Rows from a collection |
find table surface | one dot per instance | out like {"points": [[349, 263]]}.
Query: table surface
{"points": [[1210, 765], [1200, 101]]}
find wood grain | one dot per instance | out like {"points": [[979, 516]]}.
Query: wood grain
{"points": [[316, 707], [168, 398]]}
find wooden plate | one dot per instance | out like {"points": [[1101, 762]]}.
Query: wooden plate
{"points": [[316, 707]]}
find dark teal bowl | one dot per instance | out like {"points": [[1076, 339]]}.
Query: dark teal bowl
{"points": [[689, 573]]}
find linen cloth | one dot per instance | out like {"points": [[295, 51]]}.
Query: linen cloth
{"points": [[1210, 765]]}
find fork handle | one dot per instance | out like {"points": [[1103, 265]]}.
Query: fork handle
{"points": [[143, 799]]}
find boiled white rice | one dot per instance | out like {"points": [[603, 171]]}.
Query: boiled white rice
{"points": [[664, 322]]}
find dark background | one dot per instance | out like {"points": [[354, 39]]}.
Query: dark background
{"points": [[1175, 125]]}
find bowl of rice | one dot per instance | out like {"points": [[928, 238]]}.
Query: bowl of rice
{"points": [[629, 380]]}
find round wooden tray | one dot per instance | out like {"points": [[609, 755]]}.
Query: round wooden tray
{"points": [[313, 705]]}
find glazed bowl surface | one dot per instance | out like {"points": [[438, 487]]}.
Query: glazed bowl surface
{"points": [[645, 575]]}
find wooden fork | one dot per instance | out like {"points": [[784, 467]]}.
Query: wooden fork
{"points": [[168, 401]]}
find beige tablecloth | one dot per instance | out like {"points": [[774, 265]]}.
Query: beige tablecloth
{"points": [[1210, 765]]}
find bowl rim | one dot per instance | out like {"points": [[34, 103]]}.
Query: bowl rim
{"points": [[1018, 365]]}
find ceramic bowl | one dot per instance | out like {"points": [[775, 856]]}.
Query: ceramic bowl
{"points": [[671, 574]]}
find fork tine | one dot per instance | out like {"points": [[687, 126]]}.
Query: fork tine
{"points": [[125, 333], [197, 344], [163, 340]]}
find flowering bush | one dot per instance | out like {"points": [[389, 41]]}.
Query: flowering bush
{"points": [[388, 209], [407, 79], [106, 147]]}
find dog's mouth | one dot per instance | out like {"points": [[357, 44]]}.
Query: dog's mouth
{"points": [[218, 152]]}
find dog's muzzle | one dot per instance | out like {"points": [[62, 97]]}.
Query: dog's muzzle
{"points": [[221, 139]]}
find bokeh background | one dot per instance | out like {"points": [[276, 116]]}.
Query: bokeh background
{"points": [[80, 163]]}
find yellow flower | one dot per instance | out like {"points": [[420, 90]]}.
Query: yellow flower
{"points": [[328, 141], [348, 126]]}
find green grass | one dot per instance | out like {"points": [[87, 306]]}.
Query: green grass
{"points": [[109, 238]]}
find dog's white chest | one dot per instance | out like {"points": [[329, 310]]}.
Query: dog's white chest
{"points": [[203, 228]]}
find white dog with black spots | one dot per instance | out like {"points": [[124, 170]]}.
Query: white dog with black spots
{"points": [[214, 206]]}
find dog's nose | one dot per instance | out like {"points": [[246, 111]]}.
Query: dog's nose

Aim of the exercise |
Copy every row above word for word, with no changes.

The reply |
find table surface | one dot per instance | out like {"points": [[349, 263]]}.
Query: table surface
{"points": [[1210, 765], [1200, 101]]}
find wood grain | one dot per instance | out like {"points": [[979, 516]]}.
Query: wood grain
{"points": [[316, 707], [168, 398]]}
find wooden plate | one dot per instance | out like {"points": [[1101, 762]]}.
Query: wooden plate
{"points": [[316, 707]]}
find dark teal bowl | one dot per instance | out like {"points": [[1076, 339]]}.
Query: dark teal bowl
{"points": [[689, 573]]}
find linen cloth | one dot per instance | out like {"points": [[295, 51]]}.
Query: linen cloth
{"points": [[1210, 765]]}
find fork handle | one dot per instance | out like {"points": [[1103, 265]]}.
Query: fork handle
{"points": [[143, 799]]}
find boiled white rice | one dot per instance | out like {"points": [[603, 171]]}.
Query: boiled white rice
{"points": [[664, 322]]}
find dark background | one dot per instance | out like {"points": [[354, 39]]}.
Query: dark background
{"points": [[1175, 125]]}
find bowl of rice | one dot per instance | out like {"points": [[928, 238]]}.
Query: bowl of rice
{"points": [[629, 380]]}
find round wooden tray | one dot per instance | out like {"points": [[609, 755]]}.
Query: round wooden tray
{"points": [[313, 705]]}
find glazed bowl surface | one dot per instance | out like {"points": [[438, 487]]}.
Query: glazed bowl surface
{"points": [[645, 575]]}
find wooden fork | one dot per instance | out like {"points": [[784, 467]]}.
Query: wooden fork
{"points": [[168, 401]]}
find beige tablecloth | one dot per instance | out like {"points": [[774, 265]]}.
Query: beige tablecloth
{"points": [[1210, 765]]}
find bowl rim | one dot per instance | out like {"points": [[34, 103]]}.
Query: bowl rim
{"points": [[1018, 365]]}
find ceramic bowl | one dot per instance | out like {"points": [[775, 856]]}.
Query: ceramic bowl
{"points": [[671, 574]]}
find fork tine | one dot per instance | out like {"points": [[687, 126]]}.
Query: fork tine
{"points": [[125, 333], [197, 344], [163, 340]]}
find flowering bush | one dot per instance | out like {"points": [[389, 41]]}.
Query: flowering bush
{"points": [[388, 209], [407, 79], [106, 147]]}
find dog's mouth | one dot per instance | out like {"points": [[357, 44]]}.
Query: dog's mouth
{"points": [[218, 152]]}
find dog's muzzle | one dot per instance | out like {"points": [[62, 97]]}.
Query: dog's muzzle
{"points": [[221, 139]]}
find bokeh background | one dot per instance | out like {"points": [[276, 116]]}.
Query: bokeh background
{"points": [[80, 163]]}
find yellow flower | one dot per instance | out like {"points": [[420, 90]]}.
Query: yellow flower
{"points": [[328, 141], [348, 126]]}
find green grass | one dot per instance | out like {"points": [[87, 306]]}.
Query: green grass
{"points": [[109, 238]]}
find dog's white chest | one dot per instance | out like {"points": [[329, 310]]}.
Query: dog's white chest
{"points": [[203, 228]]}
find white dog with black spots | one dot per instance | out like {"points": [[124, 170]]}.
Query: white dog with black spots
{"points": [[214, 206]]}
find dog's nose | one dot per instance | out like {"points": [[246, 111]]}.
Query: dog's nose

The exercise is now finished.